DATA EXCERPTS Block Start
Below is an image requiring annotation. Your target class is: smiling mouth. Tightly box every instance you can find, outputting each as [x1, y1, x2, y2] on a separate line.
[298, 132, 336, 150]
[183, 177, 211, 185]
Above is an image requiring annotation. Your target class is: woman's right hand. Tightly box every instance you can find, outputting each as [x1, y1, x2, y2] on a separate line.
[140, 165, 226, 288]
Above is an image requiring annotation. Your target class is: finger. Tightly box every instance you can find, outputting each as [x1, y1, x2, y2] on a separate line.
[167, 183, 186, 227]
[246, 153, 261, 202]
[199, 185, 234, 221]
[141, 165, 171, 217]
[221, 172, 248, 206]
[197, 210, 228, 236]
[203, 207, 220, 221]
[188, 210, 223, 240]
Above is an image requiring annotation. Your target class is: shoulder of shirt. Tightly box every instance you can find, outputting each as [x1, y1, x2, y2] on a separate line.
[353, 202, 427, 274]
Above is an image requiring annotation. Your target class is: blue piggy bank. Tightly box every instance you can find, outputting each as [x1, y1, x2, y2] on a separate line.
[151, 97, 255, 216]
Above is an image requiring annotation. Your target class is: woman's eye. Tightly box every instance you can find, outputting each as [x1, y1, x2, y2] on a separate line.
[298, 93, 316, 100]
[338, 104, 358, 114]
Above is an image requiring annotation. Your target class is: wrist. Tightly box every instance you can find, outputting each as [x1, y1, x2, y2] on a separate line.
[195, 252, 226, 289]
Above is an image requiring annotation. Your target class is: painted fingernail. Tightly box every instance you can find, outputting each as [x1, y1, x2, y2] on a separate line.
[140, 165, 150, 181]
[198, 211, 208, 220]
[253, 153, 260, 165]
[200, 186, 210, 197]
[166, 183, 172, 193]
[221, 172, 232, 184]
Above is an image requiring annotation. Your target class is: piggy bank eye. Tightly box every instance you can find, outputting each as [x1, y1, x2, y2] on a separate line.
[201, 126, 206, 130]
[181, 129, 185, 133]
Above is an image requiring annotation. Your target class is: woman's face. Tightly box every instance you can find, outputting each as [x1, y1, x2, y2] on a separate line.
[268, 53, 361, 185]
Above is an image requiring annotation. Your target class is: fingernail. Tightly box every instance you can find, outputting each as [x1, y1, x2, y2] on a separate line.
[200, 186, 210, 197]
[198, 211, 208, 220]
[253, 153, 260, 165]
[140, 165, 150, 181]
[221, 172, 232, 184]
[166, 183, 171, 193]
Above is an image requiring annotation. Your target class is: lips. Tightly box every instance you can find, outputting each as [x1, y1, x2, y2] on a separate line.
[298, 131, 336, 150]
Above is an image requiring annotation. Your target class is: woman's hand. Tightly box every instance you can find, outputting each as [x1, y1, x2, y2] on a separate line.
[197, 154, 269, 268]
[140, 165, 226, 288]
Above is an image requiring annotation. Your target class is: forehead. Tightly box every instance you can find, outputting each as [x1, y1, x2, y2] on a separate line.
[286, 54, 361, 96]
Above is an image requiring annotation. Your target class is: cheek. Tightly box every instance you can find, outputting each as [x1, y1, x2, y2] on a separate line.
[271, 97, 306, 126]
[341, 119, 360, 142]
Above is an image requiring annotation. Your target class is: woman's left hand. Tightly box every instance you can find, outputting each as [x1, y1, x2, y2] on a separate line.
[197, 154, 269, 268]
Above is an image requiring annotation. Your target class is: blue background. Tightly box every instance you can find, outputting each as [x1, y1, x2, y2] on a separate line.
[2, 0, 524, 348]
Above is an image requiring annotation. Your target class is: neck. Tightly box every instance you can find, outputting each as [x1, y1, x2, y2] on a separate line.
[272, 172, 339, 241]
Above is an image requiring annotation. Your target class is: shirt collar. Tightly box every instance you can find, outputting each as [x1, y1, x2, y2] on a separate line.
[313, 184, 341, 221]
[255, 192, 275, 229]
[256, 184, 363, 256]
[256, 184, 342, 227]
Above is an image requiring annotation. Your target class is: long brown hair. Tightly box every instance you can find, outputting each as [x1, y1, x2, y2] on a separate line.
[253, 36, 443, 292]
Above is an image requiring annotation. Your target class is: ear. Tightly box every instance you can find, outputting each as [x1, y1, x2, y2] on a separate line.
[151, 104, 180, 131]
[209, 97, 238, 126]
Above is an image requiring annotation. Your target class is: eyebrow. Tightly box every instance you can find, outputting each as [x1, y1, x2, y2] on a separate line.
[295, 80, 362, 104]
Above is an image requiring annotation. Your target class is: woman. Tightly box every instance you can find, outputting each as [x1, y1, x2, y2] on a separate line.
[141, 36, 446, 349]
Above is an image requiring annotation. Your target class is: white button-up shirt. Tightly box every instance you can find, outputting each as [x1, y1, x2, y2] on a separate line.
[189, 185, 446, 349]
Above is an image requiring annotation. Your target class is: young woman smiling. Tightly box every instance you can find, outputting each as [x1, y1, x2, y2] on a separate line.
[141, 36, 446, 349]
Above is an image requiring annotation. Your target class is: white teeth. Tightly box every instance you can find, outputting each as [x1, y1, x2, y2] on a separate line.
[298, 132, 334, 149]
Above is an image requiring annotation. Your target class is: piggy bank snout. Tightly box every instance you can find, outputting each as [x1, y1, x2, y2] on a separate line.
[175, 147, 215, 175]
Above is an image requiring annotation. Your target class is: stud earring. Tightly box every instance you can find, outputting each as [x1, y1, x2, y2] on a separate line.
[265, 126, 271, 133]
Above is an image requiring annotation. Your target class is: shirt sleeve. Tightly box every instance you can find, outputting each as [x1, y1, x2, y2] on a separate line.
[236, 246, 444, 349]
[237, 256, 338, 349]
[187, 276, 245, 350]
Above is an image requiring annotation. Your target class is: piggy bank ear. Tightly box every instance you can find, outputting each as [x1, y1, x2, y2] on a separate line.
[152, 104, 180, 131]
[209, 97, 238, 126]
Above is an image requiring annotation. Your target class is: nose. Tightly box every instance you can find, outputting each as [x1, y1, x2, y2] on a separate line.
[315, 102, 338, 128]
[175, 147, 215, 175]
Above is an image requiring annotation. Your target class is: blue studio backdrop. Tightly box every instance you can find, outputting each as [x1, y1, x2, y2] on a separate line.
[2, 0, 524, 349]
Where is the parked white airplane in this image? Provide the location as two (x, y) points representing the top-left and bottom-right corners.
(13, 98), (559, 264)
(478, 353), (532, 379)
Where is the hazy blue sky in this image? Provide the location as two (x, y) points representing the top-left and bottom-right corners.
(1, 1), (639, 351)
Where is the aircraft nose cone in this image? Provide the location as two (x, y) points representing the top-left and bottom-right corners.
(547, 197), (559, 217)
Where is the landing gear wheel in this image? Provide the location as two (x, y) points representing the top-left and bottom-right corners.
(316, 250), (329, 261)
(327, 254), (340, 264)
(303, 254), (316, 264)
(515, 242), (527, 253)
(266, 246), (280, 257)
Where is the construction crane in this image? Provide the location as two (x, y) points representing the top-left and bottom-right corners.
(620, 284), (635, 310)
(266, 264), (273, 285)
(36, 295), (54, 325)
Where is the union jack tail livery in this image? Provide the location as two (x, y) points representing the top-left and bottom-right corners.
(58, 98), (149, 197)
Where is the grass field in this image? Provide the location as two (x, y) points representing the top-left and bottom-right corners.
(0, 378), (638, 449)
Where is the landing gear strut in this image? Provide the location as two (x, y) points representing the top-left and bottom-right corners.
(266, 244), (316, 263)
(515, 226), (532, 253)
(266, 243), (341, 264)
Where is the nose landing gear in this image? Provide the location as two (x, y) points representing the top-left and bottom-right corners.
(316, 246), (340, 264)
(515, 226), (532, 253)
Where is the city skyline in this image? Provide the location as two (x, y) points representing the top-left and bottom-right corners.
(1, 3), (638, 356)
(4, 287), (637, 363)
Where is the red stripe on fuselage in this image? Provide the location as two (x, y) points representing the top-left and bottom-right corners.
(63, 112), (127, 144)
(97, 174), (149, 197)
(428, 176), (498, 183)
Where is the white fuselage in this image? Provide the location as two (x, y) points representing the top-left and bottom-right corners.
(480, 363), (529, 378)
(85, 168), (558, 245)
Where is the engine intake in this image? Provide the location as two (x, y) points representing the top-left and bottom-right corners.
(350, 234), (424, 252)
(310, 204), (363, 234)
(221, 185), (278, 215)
DATA EXCERPTS Block End
**WHAT TO PRODUCE:** One line above contains "Where is the nose". Output that line and each one after it, word for word, and nothing else.

**WRITTEN RESPONSE:**
Where is the nose landing gear in this image? Provide the location as two (x, y) points representing the top-left and bottom-right corners.
(316, 246), (340, 264)
(515, 226), (532, 253)
Where is the city skyline in this image? Provide the location as two (x, y) points representing the top-left and bottom-right corners.
(1, 3), (638, 356)
(4, 287), (637, 363)
Where is the red stripe on fuselage in this image? Provide the location as two (x, y) points representing the top-left and bottom-right corners.
(63, 112), (127, 144)
(97, 174), (149, 197)
(428, 176), (498, 183)
Where is the white fuselage in this image? Provide the location as two (x, y) points representing the top-left and bottom-right corners.
(480, 363), (529, 378)
(85, 168), (558, 245)
Where is the engine intake in this image? Provide the location as two (x, y) points representing the top-left and bottom-right corners.
(350, 234), (424, 252)
(310, 204), (363, 234)
(221, 185), (278, 215)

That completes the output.